(Exercise data Opens)

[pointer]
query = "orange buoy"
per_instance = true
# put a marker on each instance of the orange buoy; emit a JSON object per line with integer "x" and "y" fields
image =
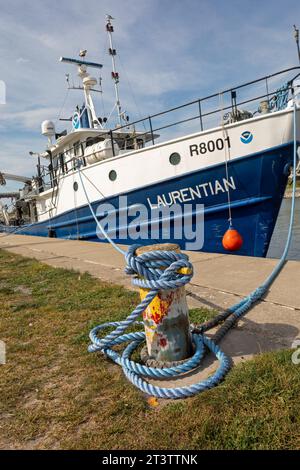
{"x": 232, "y": 240}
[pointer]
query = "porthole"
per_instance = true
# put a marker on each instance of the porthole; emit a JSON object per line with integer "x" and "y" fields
{"x": 112, "y": 175}
{"x": 174, "y": 158}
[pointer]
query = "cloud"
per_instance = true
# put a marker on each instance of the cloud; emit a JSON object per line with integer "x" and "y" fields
{"x": 168, "y": 52}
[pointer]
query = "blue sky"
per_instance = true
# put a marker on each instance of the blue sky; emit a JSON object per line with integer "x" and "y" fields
{"x": 170, "y": 51}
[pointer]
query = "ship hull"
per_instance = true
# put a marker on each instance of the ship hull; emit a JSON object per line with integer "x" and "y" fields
{"x": 251, "y": 188}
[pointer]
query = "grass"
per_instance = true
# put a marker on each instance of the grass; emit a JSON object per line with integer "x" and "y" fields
{"x": 54, "y": 395}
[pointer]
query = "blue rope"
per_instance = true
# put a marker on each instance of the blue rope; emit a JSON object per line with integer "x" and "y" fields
{"x": 280, "y": 100}
{"x": 148, "y": 273}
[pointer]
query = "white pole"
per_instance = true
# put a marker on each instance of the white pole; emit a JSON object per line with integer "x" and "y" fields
{"x": 115, "y": 75}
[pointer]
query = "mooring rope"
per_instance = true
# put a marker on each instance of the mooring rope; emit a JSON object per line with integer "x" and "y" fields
{"x": 161, "y": 270}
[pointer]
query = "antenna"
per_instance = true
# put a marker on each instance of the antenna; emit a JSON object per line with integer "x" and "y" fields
{"x": 296, "y": 36}
{"x": 114, "y": 74}
{"x": 80, "y": 62}
{"x": 88, "y": 84}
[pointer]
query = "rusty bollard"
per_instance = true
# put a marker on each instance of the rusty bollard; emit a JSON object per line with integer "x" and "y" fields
{"x": 166, "y": 319}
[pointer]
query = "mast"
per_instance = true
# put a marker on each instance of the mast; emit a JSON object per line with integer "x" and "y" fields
{"x": 115, "y": 75}
{"x": 88, "y": 84}
{"x": 296, "y": 36}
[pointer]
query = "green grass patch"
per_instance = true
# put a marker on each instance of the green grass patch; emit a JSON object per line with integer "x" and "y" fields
{"x": 55, "y": 395}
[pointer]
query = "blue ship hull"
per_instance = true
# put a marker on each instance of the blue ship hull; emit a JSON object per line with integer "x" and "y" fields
{"x": 260, "y": 181}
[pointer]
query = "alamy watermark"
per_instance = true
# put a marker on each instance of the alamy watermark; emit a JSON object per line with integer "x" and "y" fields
{"x": 176, "y": 222}
{"x": 2, "y": 92}
{"x": 2, "y": 352}
{"x": 296, "y": 354}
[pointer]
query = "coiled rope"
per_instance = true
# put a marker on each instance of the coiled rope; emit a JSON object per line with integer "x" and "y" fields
{"x": 159, "y": 270}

(Exercise data Closes)

### Task item
Some lines above contain the word "buoy". Copy each of them.

### Expected answer
query = "orange buoy"
# put a marker on each instance of the orange buoy; emit a JSON object per line with integer "x" and "y" fields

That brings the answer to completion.